**Texte fourni:**
Un acte manqué presque réussi

– Avec toute cette chaleur, j'hésite ! je lui dis en même temps que je m'allonge sur son divan. Oui, il fait tellement chaud, mais je ne sais pas si ça se fait ici ?
Et elle, forcément, comme elle ne sait pas où je veux en venir, elle me laisse dire. Avant, je voulais toujours qu'elle interagisse avec moi, mais elle n'a jamais vraiment répondu à ça. Et, au fil des séances, j'ai découvert que son silence me permet de trouver à quelle place je la mets quand je dis ce que je dis. C'est une question qu'elle me pose encore quand je m'enferme dans une boucle avec elle, – enfin sans elle puisqu'elle me laisse à mes jeux préférés –, la plainte, la bagarre ou la manigance. Parce que la place que je veux lui donner, et la place que je prends ainsi, mine de rien, c'est aussi la répétition d'une interaction ancienne, plutôt figée et qui finit par me coincer aujourd'hui. C'est ça aussi le transfert.
Et là, ce soir, c'est comme si je lui demandais une permission avec, en même temps, la crainte d'un autre temps qu'elle me dise non ! Alors je finis par lui dire ce que je n'ose pas encore lui dire.

**Tâches à réaliser:**
**1.** Dans le texte fourni, nommez tous les « jeux préférés » énumérés par la personne qui parle.
**2.** Recopiez le passage du texte fourni qui commence aux mots « Un acte manqué » et s'arrête après « se fait ici ? ».
Les items n'ont aucun rôle ici.

(Enregistrements source)
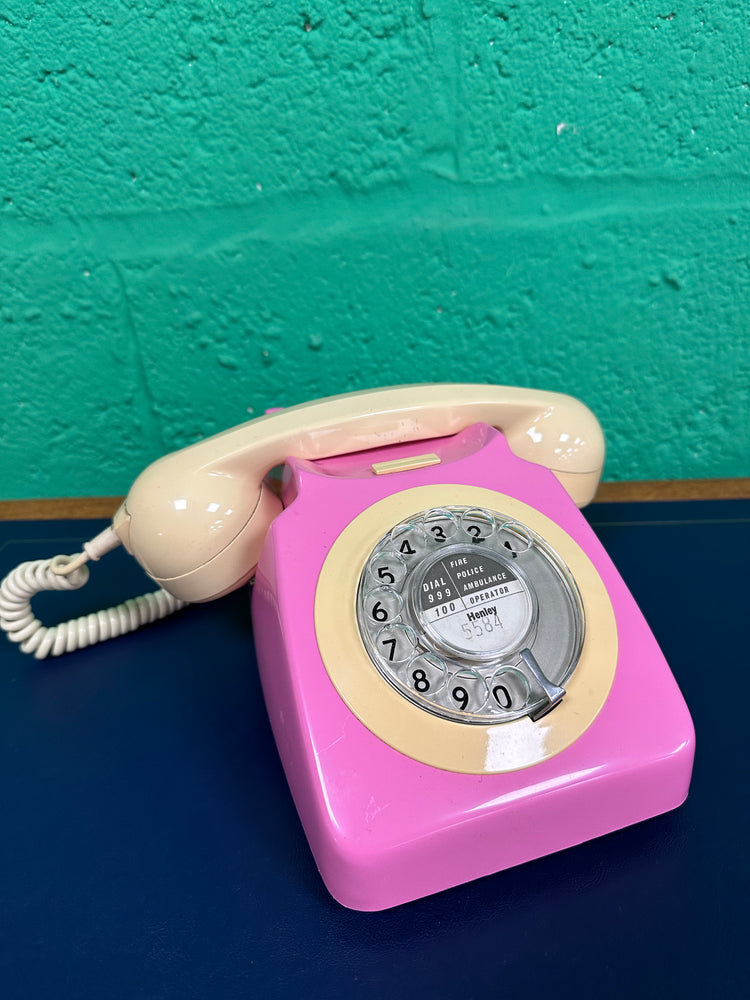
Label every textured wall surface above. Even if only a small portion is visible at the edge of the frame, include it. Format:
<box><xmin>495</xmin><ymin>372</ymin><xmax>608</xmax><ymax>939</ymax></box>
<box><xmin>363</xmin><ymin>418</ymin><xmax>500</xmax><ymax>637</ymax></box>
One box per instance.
<box><xmin>0</xmin><ymin>0</ymin><xmax>750</xmax><ymax>497</ymax></box>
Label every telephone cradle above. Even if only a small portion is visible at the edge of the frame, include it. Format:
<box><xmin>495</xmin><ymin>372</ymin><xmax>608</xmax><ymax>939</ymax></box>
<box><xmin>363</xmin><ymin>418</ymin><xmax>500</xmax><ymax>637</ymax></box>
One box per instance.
<box><xmin>3</xmin><ymin>386</ymin><xmax>694</xmax><ymax>910</ymax></box>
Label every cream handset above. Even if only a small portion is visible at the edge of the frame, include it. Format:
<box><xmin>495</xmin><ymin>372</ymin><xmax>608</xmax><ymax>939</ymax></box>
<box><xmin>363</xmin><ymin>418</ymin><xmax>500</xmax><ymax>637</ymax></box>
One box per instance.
<box><xmin>114</xmin><ymin>385</ymin><xmax>604</xmax><ymax>601</ymax></box>
<box><xmin>0</xmin><ymin>385</ymin><xmax>694</xmax><ymax>910</ymax></box>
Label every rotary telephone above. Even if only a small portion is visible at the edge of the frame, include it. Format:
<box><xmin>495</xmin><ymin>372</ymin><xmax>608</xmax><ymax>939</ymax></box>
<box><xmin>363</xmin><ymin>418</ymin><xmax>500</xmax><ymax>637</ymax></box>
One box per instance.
<box><xmin>0</xmin><ymin>385</ymin><xmax>694</xmax><ymax>910</ymax></box>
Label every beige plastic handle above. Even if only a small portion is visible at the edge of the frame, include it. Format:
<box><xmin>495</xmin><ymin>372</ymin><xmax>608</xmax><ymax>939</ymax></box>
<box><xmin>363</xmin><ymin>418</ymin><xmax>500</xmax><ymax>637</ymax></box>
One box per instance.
<box><xmin>114</xmin><ymin>384</ymin><xmax>604</xmax><ymax>601</ymax></box>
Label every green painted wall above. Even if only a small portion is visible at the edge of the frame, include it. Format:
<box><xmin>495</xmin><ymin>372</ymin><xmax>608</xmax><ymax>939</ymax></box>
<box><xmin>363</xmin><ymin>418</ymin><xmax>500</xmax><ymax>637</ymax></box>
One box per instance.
<box><xmin>0</xmin><ymin>0</ymin><xmax>750</xmax><ymax>497</ymax></box>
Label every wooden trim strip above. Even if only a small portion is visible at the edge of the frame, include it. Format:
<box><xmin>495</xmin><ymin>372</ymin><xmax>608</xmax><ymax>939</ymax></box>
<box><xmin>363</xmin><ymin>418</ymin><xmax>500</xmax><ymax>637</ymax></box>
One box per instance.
<box><xmin>594</xmin><ymin>477</ymin><xmax>750</xmax><ymax>503</ymax></box>
<box><xmin>0</xmin><ymin>477</ymin><xmax>750</xmax><ymax>521</ymax></box>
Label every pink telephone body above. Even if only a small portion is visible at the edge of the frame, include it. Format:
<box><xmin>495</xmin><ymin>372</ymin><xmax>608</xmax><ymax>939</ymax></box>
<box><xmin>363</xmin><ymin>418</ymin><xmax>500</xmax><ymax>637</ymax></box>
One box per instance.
<box><xmin>11</xmin><ymin>385</ymin><xmax>694</xmax><ymax>910</ymax></box>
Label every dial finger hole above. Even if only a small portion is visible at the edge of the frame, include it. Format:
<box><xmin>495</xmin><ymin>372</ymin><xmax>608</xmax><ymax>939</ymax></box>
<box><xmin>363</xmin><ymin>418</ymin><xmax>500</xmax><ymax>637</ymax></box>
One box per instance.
<box><xmin>499</xmin><ymin>521</ymin><xmax>534</xmax><ymax>559</ymax></box>
<box><xmin>367</xmin><ymin>549</ymin><xmax>408</xmax><ymax>588</ymax></box>
<box><xmin>447</xmin><ymin>670</ymin><xmax>489</xmax><ymax>713</ymax></box>
<box><xmin>461</xmin><ymin>507</ymin><xmax>495</xmax><ymax>544</ymax></box>
<box><xmin>364</xmin><ymin>587</ymin><xmax>404</xmax><ymax>625</ymax></box>
<box><xmin>424</xmin><ymin>507</ymin><xmax>459</xmax><ymax>545</ymax></box>
<box><xmin>390</xmin><ymin>521</ymin><xmax>427</xmax><ymax>566</ymax></box>
<box><xmin>490</xmin><ymin>667</ymin><xmax>531</xmax><ymax>712</ymax></box>
<box><xmin>406</xmin><ymin>653</ymin><xmax>448</xmax><ymax>698</ymax></box>
<box><xmin>375</xmin><ymin>623</ymin><xmax>417</xmax><ymax>664</ymax></box>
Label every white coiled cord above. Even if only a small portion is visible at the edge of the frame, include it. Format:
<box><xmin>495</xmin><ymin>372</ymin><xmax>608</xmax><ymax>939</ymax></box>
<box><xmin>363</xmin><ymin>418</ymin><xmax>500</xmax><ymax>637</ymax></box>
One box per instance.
<box><xmin>0</xmin><ymin>528</ymin><xmax>186</xmax><ymax>660</ymax></box>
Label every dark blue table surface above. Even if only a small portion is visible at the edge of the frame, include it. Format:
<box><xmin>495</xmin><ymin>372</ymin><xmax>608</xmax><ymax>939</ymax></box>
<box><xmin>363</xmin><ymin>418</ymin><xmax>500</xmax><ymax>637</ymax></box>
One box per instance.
<box><xmin>0</xmin><ymin>501</ymin><xmax>750</xmax><ymax>1000</ymax></box>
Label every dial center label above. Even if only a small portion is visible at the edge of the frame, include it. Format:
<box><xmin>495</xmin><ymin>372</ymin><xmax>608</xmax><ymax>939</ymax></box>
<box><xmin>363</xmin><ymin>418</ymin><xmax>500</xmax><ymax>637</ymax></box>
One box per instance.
<box><xmin>416</xmin><ymin>549</ymin><xmax>533</xmax><ymax>657</ymax></box>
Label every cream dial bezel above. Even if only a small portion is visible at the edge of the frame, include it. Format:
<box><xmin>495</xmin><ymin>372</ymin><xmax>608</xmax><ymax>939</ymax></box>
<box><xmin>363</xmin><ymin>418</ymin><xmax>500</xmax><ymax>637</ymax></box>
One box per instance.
<box><xmin>315</xmin><ymin>485</ymin><xmax>617</xmax><ymax>774</ymax></box>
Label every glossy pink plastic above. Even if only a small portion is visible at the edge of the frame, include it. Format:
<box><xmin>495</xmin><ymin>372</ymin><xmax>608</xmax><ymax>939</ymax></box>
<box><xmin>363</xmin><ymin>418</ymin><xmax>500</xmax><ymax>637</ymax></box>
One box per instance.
<box><xmin>253</xmin><ymin>425</ymin><xmax>694</xmax><ymax>910</ymax></box>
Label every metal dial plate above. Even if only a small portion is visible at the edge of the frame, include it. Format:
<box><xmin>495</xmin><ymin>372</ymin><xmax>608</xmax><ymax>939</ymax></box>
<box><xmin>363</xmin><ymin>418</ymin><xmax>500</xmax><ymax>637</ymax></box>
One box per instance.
<box><xmin>357</xmin><ymin>506</ymin><xmax>584</xmax><ymax>725</ymax></box>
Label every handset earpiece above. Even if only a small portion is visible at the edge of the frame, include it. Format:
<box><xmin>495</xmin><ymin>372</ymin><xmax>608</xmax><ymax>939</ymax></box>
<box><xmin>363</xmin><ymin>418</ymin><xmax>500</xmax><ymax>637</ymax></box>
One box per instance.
<box><xmin>113</xmin><ymin>466</ymin><xmax>282</xmax><ymax>603</ymax></box>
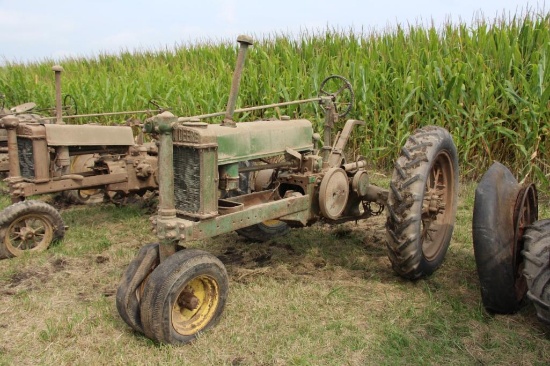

**Solutions par tâche:**
**1.** La plainte, la bagarre, la manigance.

**2.**
Un acte manqué presque réussi

– Avec toute cette chaleur, j'hésite ! je lui dis en même temps que je m'allonge sur son divan. Oui, il fait tellement chaud, mais je ne sais pas si ça se fait ici ?